I wish the insanity stopped there, but it doesn’t. Chelation, a common treatment for lead and mercury poisoning, despite the absence of scientific evidence, is still used to remove what some people believe are the heavy metals and toxins deposited by vaccines in the bodies of autistic children, even though the doctor who recklessly declared that vaccines cause autism had his medical license revoked and eventually retracted his claim.

Groups with ominous names like “Defeat Autism Now” and “Generation Rescue” tout chelation as a safe, essential treatment for autism with “proven scientific benefits.”

It’s mind-blowing what we humans cling to out of sheer desperation.

The pseudoscience of chelation therapy as an autism treatment is administered via IV, sprays, drops, and suppositories, and results in some serious side effects like headaches, vomiting, convulsions, fever, and a sudden drop in blood pressure. Risks include cardiac arrest, kidney failure, and death.

Some parents took the chelation step to a whole new level of atrocious, convinced by ‘experts’ that the rising testosterone levels of their developing sons were binding to the mercury in the body (no scientific evidence), preventing it from being removed and thus hindering the chelation process. The involuntary chemical castration of the child was their solution.

■ **RECORDED INFORMATION**
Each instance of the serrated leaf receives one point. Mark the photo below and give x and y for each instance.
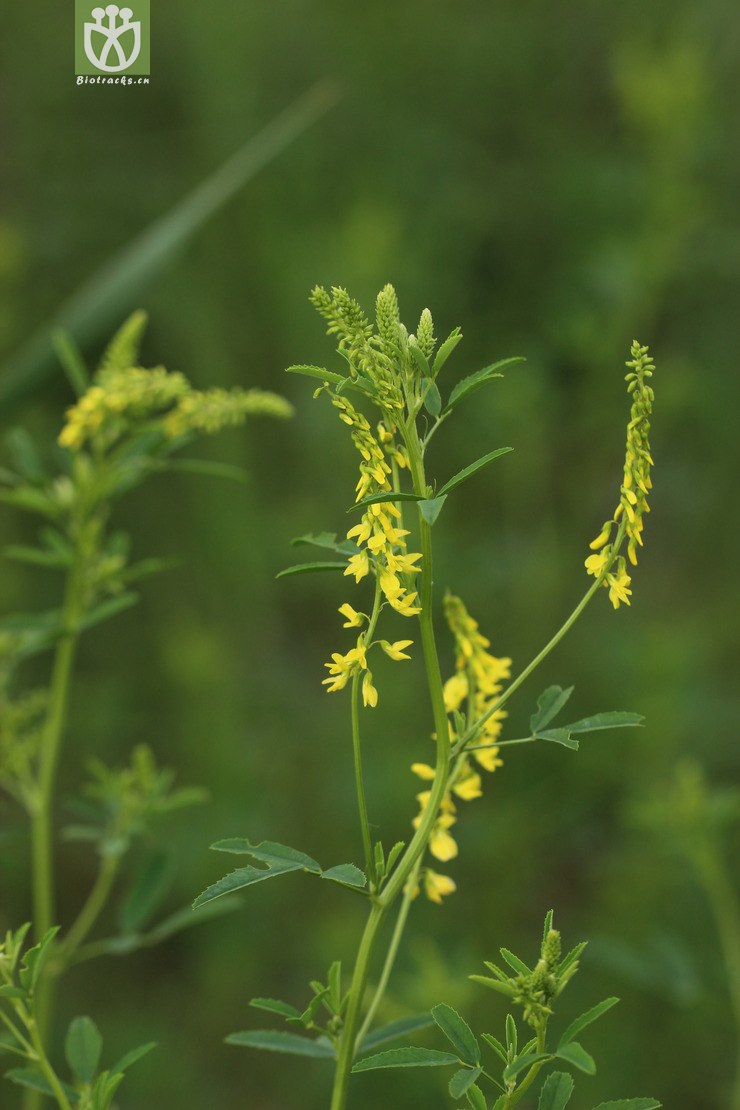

■ **WORK TASK**
Print, word for word, the section of the chelation passage above that begins with "I wish the insanity" and ends with "retracted his claim.".

■ **EXERCISE RESPONSE**
I wish the insanity stopped there, but it doesn’t. Chelation, a common treatment for lead and mercury poisoning, despite the absence of scientific evidence, is still used to remove what some people believe are the heavy metals and toxins deposited by vaccines in the bodies of autistic children, even though the doctor who recklessly declared that vaccines cause autism had his medical license revoked and eventually retracted his claim.